═══ Task input

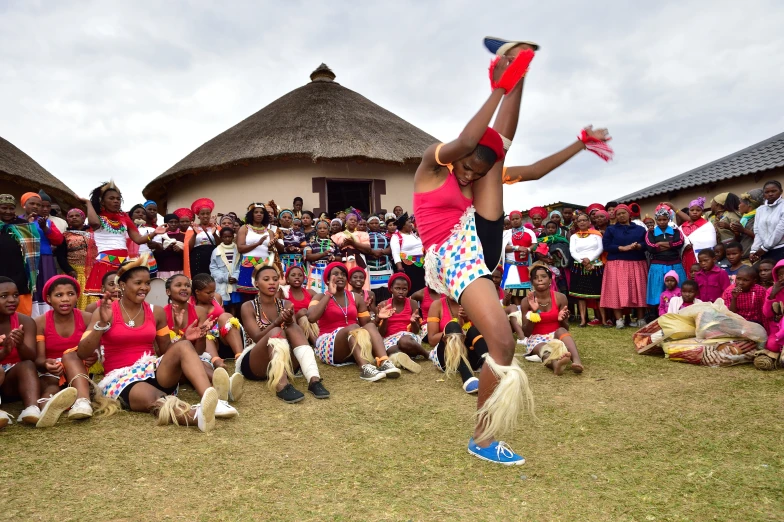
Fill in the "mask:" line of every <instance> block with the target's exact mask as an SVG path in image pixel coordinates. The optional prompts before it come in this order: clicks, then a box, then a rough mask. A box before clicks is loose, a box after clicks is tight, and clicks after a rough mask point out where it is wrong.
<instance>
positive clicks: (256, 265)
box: [235, 264, 329, 404]
mask: <svg viewBox="0 0 784 522" xmlns="http://www.w3.org/2000/svg"><path fill="white" fill-rule="evenodd" d="M253 281H254V284H255V285H256V288H258V295H257V296H256V299H254V300H253V301H248V302H246V303H244V304H243V305H242V325H243V327H244V328H245V335H246V336H248V337H249V338H250V340H251V341H252V342H253V343H255V344H253V345H252V346H249V347H248V348H245V350H244V351H243V352H242V354H241V355H240V356H239V357H238V358H237V360H236V363H235V371H236V372H238V373H240V374H241V375H243V376H244V377H245V378H246V379H250V380H252V381H263V380H267V386H268V387H269V388H270V389H274V390H275V395H276V396H277V397H278V398H279V399H280V400H282V401H283V402H287V403H289V404H293V403H295V402H299V401H301V400H302V399H304V398H305V395H303V394H302V392H300V391H299V390H297V389H296V388H295V387H294V386H293V385H292V384H291V383H290V382H289V380H291V379H293V378H294V367H293V361H292V358H291V354H294V359H295V360H296V361H297V363H298V364H299V367H300V368H301V369H302V374H303V375H304V376H305V379H306V380H307V381H308V391H309V392H310V393H312V394H313V396H314V397H316V398H317V399H327V398H329V392H328V391H327V389H326V388H324V385H323V384H321V376H320V375H319V371H318V365H317V364H316V357H315V355H314V354H313V348H311V346H310V345H309V344H308V341H307V337H306V336H305V332H304V331H303V330H302V328H300V327H299V326H298V325H297V324H296V323H295V322H294V306H293V305H292V304H291V302H290V301H284V300H283V299H278V298H277V297H276V296H277V293H278V289H279V287H280V275H279V274H278V270H277V268H276V267H275V266H273V265H268V264H260V265H256V267H255V268H254V269H253Z"/></svg>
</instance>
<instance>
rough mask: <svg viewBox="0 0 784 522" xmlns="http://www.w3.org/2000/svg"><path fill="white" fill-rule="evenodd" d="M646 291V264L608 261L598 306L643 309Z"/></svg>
mask: <svg viewBox="0 0 784 522" xmlns="http://www.w3.org/2000/svg"><path fill="white" fill-rule="evenodd" d="M638 228H641V227H638ZM647 289H648V263H647V262H645V261H624V260H620V259H615V260H612V261H608V262H607V265H606V266H605V269H604V278H603V279H602V297H601V302H600V306H602V308H612V309H615V310H618V309H620V308H641V307H644V306H645V294H646V292H647ZM657 303H658V301H657Z"/></svg>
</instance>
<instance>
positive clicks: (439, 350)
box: [427, 296, 487, 394]
mask: <svg viewBox="0 0 784 522" xmlns="http://www.w3.org/2000/svg"><path fill="white" fill-rule="evenodd" d="M468 325H469V321H468V317H467V316H466V314H465V311H464V310H463V307H462V306H460V305H459V304H457V301H455V300H454V299H452V298H451V297H446V296H441V297H440V298H439V299H438V300H436V301H433V304H432V305H431V306H430V311H429V312H428V317H427V338H428V339H429V344H430V345H431V346H435V348H433V349H432V350H431V351H430V354H429V358H430V360H431V361H433V364H434V365H435V366H436V368H438V369H439V370H441V371H442V372H444V373H446V374H447V376H449V375H451V374H453V373H455V372H457V373H459V374H460V379H461V380H462V381H463V390H464V391H465V392H466V393H469V394H474V393H478V392H479V379H478V378H477V377H476V376H474V372H478V371H480V370H481V369H482V365H483V364H484V356H485V354H486V353H487V343H486V342H485V340H484V338H483V337H482V335H481V334H480V333H479V330H478V329H477V328H476V326H473V325H470V326H468ZM466 326H468V328H465V327H466Z"/></svg>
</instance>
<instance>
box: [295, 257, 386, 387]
mask: <svg viewBox="0 0 784 522" xmlns="http://www.w3.org/2000/svg"><path fill="white" fill-rule="evenodd" d="M324 283H325V285H326V286H327V291H326V292H325V293H323V294H318V295H317V296H316V297H314V298H313V301H311V303H310V305H309V307H308V321H310V322H311V323H313V322H318V325H319V331H320V334H321V335H319V337H318V339H316V355H317V356H318V357H319V359H321V362H323V363H324V364H329V365H331V366H342V365H344V364H351V363H352V362H356V363H357V365H358V366H359V367H360V376H359V378H360V379H362V380H364V381H373V382H375V381H378V380H380V379H383V378H385V377H386V378H390V379H397V378H398V377H400V373H401V372H400V370H399V369H397V368H396V367H395V365H394V364H393V363H392V361H390V360H389V357H388V356H387V353H386V349H385V348H384V339H383V338H382V337H381V334H380V333H379V332H378V328H376V325H375V324H373V323H372V322H371V321H370V312H369V311H368V309H367V305H365V301H364V300H358V299H355V298H354V295H353V293H352V292H351V290H350V289H349V287H348V269H347V268H346V265H344V264H343V263H338V262H333V263H330V264H329V265H328V266H327V268H326V270H324ZM390 315H391V312H390V311H389V310H379V313H378V317H379V318H380V319H389V316H390ZM374 363H375V364H374Z"/></svg>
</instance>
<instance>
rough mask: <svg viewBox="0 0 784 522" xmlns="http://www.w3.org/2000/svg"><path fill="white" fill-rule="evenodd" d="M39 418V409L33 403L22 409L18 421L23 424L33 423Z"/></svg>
mask: <svg viewBox="0 0 784 522" xmlns="http://www.w3.org/2000/svg"><path fill="white" fill-rule="evenodd" d="M40 418H41V409H40V408H39V407H38V406H36V405H35V404H33V405H32V406H28V407H27V408H25V409H23V410H22V413H20V414H19V421H20V422H24V423H25V424H35V423H37V422H38V419H40Z"/></svg>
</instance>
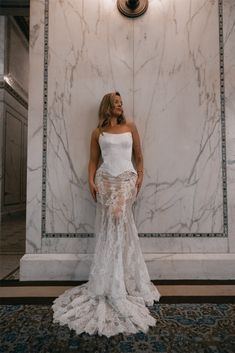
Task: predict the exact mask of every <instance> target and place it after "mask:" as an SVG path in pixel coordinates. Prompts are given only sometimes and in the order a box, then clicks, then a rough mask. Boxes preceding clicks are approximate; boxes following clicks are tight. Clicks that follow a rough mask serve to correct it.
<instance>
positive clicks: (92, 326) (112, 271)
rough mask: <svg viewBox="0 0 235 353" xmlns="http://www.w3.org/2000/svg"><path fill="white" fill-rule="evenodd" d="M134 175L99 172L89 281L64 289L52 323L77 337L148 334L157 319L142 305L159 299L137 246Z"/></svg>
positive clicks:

══════

→ **Requirement**
Only the lines from the one containing "Task: predict the" through the final line of the material should be printed, each word for word. Both of those lines count.

→ **Answer below**
Task: predict the exact mask of every <instance> target and place it after "mask:" as an SVG path in pixel coordinates. Prompts are given only sometimes and in the order a box, then clicks, then a rough mask. Boxes preceding clicks are approximate; boxes following clicks are tight. Clicks that follow a rough mask serve to correct it.
<instance>
positive clicks: (92, 326) (112, 271)
rough mask: <svg viewBox="0 0 235 353" xmlns="http://www.w3.org/2000/svg"><path fill="white" fill-rule="evenodd" d="M134 175L99 172L89 281L64 289L52 323L77 337L148 334L157 319L142 305L159 299L137 246Z"/></svg>
positive clicks:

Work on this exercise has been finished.